**Assignment**
Without the images, reproduce every entry exactly.
[[ Exercise materials open ]]
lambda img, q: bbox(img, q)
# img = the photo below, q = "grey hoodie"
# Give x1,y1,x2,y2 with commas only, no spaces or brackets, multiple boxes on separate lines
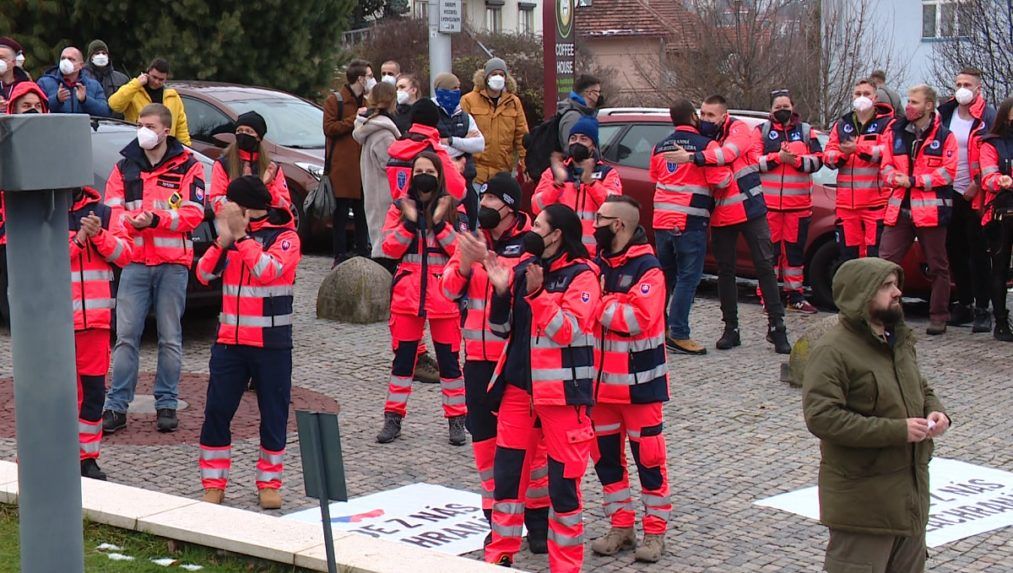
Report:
353,112,401,258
[[ Exercise materials closed ]]
**Written response**
lambda img, q: bbox(img, q)
# img = the photo below, q = "grey hoodie"
# Give x1,y1,x2,y2 with commas only, no spaces or brackets, multiple boxes on separate lines
Report:
353,112,401,258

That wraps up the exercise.